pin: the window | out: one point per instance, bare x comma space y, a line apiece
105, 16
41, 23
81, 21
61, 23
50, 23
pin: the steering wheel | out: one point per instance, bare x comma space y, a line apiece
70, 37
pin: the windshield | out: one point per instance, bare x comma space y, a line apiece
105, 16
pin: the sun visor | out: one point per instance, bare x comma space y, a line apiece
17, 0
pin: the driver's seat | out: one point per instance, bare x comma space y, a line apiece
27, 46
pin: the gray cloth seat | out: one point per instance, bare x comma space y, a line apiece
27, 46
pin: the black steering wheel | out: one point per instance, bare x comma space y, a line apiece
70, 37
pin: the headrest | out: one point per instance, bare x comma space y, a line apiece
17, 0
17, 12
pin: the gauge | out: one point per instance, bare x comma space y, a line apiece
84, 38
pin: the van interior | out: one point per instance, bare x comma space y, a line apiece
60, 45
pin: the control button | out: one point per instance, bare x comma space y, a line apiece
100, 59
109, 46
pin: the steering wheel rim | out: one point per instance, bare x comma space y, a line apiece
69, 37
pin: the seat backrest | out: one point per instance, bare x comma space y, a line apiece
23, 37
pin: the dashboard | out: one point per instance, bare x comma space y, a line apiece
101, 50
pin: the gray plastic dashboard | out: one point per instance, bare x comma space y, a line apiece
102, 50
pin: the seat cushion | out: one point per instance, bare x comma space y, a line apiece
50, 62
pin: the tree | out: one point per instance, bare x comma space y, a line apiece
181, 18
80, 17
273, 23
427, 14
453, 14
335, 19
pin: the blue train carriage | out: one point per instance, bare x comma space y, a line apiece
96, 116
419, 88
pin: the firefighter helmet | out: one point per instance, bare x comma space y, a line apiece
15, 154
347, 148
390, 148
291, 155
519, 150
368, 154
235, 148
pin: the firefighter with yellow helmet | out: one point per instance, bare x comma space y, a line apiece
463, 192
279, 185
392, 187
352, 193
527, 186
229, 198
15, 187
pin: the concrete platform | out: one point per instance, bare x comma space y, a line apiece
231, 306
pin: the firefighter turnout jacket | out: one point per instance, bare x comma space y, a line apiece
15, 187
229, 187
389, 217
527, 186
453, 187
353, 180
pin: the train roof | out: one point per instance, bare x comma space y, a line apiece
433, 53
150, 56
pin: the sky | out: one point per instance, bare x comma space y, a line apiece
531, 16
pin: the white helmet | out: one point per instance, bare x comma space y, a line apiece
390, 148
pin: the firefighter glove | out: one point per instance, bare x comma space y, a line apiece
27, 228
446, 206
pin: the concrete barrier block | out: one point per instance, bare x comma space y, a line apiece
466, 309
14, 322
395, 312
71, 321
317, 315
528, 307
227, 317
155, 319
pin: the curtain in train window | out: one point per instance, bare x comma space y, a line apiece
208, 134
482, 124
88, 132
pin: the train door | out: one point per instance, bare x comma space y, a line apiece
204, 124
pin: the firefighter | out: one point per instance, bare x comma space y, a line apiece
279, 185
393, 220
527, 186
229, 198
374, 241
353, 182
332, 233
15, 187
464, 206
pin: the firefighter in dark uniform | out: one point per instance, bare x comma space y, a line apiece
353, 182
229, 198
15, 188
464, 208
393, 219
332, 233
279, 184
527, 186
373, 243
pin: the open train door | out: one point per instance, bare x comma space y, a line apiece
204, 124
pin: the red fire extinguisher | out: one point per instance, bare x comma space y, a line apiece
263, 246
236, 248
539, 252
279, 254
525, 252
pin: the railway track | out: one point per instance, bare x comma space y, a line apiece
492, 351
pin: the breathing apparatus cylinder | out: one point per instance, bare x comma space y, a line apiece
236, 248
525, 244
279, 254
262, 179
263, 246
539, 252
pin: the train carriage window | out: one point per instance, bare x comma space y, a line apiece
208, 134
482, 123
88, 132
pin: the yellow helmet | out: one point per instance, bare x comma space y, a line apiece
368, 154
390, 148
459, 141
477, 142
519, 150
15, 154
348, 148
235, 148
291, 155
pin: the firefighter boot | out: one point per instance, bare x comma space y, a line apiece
----
## [Work required]
Please set down all the data word for word.

## [Task solution]
pin: the window | out: one point per instance, bare x comma space y, a line apiece
105, 16
41, 23
81, 21
61, 23
50, 23
pin: the steering wheel | out: one point per instance, bare x comma space y, a line apiece
70, 37
pin: the windshield | out: one point per instance, bare x comma space y, a line apiece
105, 16
pin: the sun visor | out: one point per instance, bare x comma space y, a line apiece
17, 0
pin: the driver's seat | out: one point per instance, bare x comma space y, a line apiece
27, 46
pin: the gray cloth seat | out: one point per instance, bare x comma space y, a line apiece
27, 46
pin: the black steering wheel | out: one point per instance, bare x comma space y, a line apiece
70, 37
pin: the headrest | out: one point per instance, bare x comma space y, a line apiece
17, 0
17, 12
pin: the gauge | out: one point per instance, bare x comma space y, a line apiece
84, 38
pin: the van interior | out: one point per instance, bare x comma space y, a line apiece
60, 45
pin: the control button | out: one point per instance, bare x comma space y, a line apiece
100, 59
109, 46
pin: the steering wheel rim | out: one point per instance, bare x comma space y, a line apiece
69, 37
pin: the seat backrest | out: one point per instance, bare x comma space y, a line apiece
23, 37
pin: the dashboard | out: one point per instance, bare x comma space y, a line apiece
101, 50
pin: the gray plastic dashboard | out: one point per instance, bare x comma space y, a line apiece
102, 50
pin: the seat cushion | out: one point per instance, bare x comma space y, a line apiece
50, 62
pin: the tree | out: one point per instance, bare x comma space y, a line apiece
181, 18
80, 17
273, 23
427, 14
453, 14
335, 19
pin: the blue train carriage | out: one point per instance, bare x comma space y, a line apiece
96, 116
419, 88
pin: the firefighter helmet | out: one point per instance, bare x comma space y, a line apiece
15, 154
347, 148
390, 148
291, 155
519, 150
368, 154
235, 148
pin: the firefighter with yellow helmet | out: one point per instance, bare x comma space y, a line apiece
463, 192
279, 185
392, 187
352, 193
527, 186
229, 198
15, 187
pin: the concrete platform | out: one point per instance, bare x comma space y, a line apiece
231, 306
pin: the firefighter turnout jacket | out: one point per instance, bare x comma space y, a line apiece
15, 187
229, 187
389, 217
527, 186
453, 187
353, 180
pin: the train roof | out: one point per instance, bare x comma space y, a line apiece
433, 53
150, 56
pin: the sky | out: one point per instance, bare x comma space y, a line apiece
531, 16
pin: the white helmet | out: one point per instance, bare x comma space y, a line apiece
390, 148
pin: the firefighter glove | out: one point per instance, bare x comma space y, a line apiece
27, 228
446, 206
pin: the concrete barrier block | out: one point per instance, bare x comma space y, a line apiece
466, 309
14, 322
395, 312
71, 321
317, 315
528, 307
227, 317
155, 319
pin: the curtain in train window | out: one point per instance, bare x comma space y, a line apiece
208, 134
482, 124
88, 132
pin: the train door | out: one point per instance, bare x comma space y, a line apiece
204, 124
pin: the firefighter | out: one point per instance, bare x comma space y, a line apiece
279, 185
393, 220
527, 186
229, 198
374, 241
353, 182
332, 233
15, 187
464, 206
pin: the firefighter in dark uniform | out: one point per instance, bare x comma space y, a line apiece
353, 182
229, 198
15, 188
464, 208
393, 219
332, 233
279, 184
527, 186
373, 243
pin: the open train door | out: one point per instance, bare x comma space y, a line apiece
204, 124
pin: the red fire extinguisher | out: one point per instance, bare x comma space y, a line apiece
263, 246
236, 248
539, 252
279, 254
525, 252
pin: the railway track | out: one point per instance, bare x comma space y, a line apiece
492, 351
pin: the breathing apparatus cylinder | out: one point per instance, bare x comma space y, a line apiece
236, 248
525, 244
279, 254
262, 179
263, 246
539, 252
pin: the train carriage window | out: one point per instance, bare x comma space y, a line apiece
208, 134
482, 123
88, 132
pin: the yellow helmet | out: one point per instance, bare x comma space y, a line apiece
368, 154
390, 148
459, 141
477, 142
519, 150
15, 154
348, 148
235, 148
291, 155
pin: the firefighter boot | out: one point per instance, bare x comma space y, a line apiece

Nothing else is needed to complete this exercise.